→ **GIVEN INSTRUCTION**
Rewrite the records from their first line up to and including the line with "31 325 250 442", putting "yacht" in place of "sailboat" and keeping everything else unchanged.

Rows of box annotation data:
=-=-=
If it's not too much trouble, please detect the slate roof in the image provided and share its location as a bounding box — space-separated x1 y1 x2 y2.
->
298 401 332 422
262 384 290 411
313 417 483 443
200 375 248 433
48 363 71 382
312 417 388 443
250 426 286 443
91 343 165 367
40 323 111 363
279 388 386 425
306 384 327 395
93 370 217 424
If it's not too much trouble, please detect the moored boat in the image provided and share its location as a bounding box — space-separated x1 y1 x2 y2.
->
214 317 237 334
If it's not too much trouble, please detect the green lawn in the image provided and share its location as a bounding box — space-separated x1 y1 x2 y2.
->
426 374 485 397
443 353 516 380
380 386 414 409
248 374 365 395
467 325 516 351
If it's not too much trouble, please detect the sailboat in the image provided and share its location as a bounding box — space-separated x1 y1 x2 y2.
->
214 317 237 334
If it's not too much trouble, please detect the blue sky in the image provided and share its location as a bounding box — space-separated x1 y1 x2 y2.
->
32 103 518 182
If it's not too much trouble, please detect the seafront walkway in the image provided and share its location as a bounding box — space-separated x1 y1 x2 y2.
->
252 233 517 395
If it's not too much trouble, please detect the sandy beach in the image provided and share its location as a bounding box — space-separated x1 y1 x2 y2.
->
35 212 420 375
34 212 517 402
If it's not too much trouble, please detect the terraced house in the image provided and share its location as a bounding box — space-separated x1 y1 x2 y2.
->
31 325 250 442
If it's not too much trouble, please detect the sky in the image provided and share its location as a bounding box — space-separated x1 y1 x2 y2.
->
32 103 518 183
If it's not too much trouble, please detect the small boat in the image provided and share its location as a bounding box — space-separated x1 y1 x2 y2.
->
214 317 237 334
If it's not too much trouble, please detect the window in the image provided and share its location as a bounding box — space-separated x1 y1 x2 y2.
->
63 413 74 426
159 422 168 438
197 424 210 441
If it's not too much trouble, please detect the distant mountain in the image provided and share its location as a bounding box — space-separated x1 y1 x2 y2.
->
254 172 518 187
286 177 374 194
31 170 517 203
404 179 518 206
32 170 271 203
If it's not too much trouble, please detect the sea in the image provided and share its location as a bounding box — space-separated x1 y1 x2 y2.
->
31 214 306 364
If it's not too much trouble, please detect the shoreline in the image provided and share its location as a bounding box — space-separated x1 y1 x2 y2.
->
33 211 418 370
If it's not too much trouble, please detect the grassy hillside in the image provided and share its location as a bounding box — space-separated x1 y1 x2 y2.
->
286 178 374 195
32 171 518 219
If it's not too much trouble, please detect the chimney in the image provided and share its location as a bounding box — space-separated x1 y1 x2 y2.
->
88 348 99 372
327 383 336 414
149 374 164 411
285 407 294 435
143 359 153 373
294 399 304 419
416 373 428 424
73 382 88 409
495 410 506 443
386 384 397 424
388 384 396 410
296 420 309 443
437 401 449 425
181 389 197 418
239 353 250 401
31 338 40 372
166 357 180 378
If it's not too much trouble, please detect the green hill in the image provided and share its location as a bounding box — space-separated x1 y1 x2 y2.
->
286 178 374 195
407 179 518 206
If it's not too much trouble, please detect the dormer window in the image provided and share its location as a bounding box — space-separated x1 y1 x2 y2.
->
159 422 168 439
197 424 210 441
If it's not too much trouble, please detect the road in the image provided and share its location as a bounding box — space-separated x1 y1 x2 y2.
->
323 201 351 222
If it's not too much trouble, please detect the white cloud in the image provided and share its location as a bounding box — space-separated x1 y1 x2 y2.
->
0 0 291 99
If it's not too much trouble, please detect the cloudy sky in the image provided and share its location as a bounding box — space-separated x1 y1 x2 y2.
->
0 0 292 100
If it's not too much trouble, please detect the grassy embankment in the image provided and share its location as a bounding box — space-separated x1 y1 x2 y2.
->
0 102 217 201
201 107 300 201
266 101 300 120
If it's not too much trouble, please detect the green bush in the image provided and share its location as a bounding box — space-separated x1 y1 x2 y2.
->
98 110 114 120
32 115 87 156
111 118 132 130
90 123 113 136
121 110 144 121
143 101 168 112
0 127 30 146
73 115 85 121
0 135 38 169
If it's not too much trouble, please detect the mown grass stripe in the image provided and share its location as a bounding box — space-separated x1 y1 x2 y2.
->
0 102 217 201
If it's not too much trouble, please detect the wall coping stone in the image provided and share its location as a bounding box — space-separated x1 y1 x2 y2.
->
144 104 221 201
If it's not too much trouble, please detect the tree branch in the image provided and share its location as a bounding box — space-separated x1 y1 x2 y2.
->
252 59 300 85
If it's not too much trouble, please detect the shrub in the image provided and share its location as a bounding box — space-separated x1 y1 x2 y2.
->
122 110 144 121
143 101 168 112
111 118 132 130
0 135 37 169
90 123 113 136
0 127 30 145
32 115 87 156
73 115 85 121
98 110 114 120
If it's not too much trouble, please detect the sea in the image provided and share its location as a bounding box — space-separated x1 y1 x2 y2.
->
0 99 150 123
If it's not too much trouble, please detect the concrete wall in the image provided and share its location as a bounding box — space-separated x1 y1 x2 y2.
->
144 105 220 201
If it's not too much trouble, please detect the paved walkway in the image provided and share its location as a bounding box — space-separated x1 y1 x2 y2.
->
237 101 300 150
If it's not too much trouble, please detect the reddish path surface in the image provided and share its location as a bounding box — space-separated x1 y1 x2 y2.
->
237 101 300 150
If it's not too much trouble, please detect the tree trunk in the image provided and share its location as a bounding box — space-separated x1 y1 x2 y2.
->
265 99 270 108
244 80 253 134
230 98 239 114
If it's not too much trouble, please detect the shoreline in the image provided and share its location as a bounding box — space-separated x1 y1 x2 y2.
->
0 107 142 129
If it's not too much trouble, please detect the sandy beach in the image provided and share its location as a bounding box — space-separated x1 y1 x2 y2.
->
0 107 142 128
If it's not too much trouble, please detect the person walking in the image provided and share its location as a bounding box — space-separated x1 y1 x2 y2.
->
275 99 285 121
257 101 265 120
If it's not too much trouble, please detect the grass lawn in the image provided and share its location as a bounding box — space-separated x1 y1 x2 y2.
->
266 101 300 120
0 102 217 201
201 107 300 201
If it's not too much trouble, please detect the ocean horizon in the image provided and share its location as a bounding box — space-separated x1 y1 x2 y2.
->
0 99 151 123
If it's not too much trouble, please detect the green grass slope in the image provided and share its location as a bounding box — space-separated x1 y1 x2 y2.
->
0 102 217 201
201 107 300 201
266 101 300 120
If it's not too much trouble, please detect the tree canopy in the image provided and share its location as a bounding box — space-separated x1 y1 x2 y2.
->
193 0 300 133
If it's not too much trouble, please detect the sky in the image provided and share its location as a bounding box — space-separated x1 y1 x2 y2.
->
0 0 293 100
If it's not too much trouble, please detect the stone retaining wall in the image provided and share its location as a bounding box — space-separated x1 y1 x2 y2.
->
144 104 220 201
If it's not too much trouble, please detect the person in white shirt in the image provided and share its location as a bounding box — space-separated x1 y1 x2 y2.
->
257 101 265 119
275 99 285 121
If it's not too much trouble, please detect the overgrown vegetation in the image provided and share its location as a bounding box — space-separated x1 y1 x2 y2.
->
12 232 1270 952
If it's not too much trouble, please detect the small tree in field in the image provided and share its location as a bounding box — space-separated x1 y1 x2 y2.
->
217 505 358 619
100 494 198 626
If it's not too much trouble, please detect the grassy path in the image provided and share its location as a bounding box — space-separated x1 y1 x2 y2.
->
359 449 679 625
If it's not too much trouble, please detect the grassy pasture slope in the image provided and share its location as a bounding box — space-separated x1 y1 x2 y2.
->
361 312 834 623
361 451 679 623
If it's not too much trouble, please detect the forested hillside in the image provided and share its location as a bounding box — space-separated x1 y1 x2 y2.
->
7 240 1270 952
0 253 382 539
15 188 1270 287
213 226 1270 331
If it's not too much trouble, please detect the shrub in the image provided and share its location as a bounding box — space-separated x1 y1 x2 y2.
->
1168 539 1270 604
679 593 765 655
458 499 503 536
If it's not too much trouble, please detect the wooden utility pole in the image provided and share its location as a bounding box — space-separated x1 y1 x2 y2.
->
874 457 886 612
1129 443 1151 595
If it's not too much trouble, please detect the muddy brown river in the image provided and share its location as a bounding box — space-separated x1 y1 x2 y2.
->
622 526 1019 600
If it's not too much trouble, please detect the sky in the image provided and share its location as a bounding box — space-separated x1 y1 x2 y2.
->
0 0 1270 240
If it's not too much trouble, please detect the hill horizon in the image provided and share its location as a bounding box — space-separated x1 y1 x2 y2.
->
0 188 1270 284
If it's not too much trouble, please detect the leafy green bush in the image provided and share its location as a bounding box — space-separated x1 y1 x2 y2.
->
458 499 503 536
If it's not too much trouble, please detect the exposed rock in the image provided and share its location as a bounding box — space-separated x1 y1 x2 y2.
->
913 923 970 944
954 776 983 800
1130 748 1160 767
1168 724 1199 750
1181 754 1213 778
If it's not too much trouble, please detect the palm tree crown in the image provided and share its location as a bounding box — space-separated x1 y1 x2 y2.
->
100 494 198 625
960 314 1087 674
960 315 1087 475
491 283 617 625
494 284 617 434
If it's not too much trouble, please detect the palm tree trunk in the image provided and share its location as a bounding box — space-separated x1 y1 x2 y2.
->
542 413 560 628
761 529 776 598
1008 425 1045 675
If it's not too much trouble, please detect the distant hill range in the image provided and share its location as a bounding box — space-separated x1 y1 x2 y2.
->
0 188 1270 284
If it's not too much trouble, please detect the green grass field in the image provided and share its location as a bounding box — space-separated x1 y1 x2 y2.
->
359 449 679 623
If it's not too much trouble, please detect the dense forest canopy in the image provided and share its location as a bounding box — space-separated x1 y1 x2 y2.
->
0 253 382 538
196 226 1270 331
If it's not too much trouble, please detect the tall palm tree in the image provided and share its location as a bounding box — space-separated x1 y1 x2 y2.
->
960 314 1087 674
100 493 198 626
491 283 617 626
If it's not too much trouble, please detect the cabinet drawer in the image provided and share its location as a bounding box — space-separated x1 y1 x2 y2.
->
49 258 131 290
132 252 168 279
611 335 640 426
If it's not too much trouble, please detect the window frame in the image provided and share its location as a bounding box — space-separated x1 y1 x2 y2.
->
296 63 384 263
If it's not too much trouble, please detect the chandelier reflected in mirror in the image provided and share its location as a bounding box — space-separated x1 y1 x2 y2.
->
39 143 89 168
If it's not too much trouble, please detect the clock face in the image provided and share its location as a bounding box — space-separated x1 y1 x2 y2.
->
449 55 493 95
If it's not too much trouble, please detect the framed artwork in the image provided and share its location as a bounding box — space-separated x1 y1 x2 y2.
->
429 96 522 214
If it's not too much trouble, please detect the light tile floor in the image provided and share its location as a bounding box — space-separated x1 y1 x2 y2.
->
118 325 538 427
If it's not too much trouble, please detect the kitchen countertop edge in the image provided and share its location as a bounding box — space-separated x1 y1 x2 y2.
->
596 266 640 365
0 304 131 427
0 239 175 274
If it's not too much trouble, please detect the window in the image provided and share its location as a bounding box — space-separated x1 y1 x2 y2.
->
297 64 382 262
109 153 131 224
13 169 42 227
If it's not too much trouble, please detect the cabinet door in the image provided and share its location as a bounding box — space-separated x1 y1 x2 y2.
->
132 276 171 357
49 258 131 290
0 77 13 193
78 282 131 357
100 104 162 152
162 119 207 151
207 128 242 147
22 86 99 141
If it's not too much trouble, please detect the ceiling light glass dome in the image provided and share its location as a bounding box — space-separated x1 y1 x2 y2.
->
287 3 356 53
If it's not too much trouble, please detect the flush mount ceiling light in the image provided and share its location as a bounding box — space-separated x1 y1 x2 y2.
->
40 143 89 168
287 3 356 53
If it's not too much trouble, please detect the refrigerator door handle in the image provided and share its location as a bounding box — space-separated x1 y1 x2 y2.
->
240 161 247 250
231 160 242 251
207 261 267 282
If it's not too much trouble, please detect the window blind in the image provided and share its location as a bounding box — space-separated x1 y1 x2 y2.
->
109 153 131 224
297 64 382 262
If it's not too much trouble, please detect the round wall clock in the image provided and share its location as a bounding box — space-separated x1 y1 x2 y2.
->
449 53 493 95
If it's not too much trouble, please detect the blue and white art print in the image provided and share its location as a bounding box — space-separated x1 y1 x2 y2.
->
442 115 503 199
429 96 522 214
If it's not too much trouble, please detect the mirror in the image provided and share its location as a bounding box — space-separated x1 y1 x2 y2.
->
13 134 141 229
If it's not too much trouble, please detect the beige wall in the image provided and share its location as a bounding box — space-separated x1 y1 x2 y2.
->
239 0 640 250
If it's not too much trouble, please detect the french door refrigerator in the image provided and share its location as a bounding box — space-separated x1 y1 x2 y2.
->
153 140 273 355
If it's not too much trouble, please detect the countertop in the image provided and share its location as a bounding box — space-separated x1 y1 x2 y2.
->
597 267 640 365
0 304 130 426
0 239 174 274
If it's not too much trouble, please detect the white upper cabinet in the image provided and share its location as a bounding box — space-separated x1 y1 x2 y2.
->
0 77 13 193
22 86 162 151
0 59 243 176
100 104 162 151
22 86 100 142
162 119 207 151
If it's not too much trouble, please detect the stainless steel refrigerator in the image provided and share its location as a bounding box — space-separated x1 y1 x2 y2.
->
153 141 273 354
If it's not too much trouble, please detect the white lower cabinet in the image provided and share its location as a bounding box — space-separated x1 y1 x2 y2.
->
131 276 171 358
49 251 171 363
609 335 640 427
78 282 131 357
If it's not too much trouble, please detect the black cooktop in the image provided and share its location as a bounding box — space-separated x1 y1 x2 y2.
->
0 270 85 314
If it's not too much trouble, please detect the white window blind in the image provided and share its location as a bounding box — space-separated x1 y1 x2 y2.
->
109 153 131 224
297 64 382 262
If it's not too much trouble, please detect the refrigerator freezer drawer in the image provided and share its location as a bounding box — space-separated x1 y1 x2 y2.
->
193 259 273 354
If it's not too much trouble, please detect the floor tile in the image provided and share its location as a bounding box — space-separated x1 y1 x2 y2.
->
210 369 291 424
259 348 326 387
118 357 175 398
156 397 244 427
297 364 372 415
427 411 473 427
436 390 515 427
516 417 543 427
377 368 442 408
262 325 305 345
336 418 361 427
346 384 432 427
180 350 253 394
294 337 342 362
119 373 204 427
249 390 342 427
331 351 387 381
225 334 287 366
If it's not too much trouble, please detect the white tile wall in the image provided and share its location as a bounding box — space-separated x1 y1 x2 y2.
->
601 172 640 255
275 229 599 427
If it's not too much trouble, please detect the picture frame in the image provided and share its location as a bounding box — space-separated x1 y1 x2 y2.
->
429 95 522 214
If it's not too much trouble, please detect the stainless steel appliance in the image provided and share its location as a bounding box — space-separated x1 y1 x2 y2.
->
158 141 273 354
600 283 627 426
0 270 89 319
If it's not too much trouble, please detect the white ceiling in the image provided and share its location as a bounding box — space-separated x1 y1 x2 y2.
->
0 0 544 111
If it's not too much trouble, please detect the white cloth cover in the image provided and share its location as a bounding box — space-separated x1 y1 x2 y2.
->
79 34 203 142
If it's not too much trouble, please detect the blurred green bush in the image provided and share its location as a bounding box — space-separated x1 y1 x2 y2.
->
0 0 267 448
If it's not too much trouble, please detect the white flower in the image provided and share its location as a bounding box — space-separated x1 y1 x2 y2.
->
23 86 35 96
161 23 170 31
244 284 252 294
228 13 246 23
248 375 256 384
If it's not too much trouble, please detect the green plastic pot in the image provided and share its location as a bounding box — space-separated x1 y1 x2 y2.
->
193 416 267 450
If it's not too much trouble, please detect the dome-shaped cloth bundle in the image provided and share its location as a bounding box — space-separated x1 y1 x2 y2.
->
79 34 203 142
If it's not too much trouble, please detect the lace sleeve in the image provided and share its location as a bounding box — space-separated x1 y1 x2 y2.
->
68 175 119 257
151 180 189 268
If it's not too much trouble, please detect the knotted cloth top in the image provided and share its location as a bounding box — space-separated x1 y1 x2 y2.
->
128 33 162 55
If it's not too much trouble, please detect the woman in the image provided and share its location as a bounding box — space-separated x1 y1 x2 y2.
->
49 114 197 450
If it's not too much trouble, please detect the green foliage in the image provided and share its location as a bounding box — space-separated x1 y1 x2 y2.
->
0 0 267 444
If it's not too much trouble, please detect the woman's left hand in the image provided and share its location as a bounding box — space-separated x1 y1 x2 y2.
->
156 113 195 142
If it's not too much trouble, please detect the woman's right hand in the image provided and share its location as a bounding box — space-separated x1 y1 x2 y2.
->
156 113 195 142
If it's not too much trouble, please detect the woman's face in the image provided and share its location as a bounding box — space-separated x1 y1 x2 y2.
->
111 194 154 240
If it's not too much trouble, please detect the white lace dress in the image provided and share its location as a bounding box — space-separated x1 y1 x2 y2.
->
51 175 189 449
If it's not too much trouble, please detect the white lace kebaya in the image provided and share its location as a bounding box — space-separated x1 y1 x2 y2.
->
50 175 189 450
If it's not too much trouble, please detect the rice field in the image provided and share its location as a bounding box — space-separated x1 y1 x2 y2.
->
=-=-=
→ **EXERCISE SOLUTION**
If it's not too much trouble, please detect the slate roof in the image provided and share its location as a bounding box — space-separated x1 y1 x2 y2.
->
298 401 332 422
262 384 290 411
313 417 483 443
200 375 248 433
48 363 71 382
312 417 388 443
250 426 286 443
91 343 165 367
40 323 111 363
279 388 386 425
306 384 327 395
93 370 217 424
If it's not too much trouble, please detect the moored boat in the image provided and share its location as a bounding box — space-separated x1 y1 x2 y2.
->
214 317 237 334
If it's not too much trouble, please detect the green lawn in the image provided and share its location as a bounding box — space-separated x1 y1 x2 y2.
->
426 374 485 397
443 353 516 380
380 386 414 409
248 374 365 395
467 325 516 351
If it's not too much trouble, please detect the yacht in the image provided and share its location as a bounding box — space-separated x1 y1 x2 y2.
->
214 317 237 334
If it's not too much trouble, please detect the blue sky in the image provided and share its location as a bounding box — space-separated x1 y1 x2 y2.
->
32 103 518 182
If it's not too much trouble, please detect the seafront walkway in the image provided and share its location as a bounding box — space-separated x1 y1 x2 y2.
->
252 233 517 395
If it's not too much trouble, please detect the sandy beach in the image provided and share its location as a bounding box — space-separated x1 y1 x2 y2.
->
35 212 420 375
34 212 517 402
If it's not too much trouble, please detect the terraced house in the image provided and share its location as a bounding box — space-separated x1 y1 x2 y2.
->
31 325 250 442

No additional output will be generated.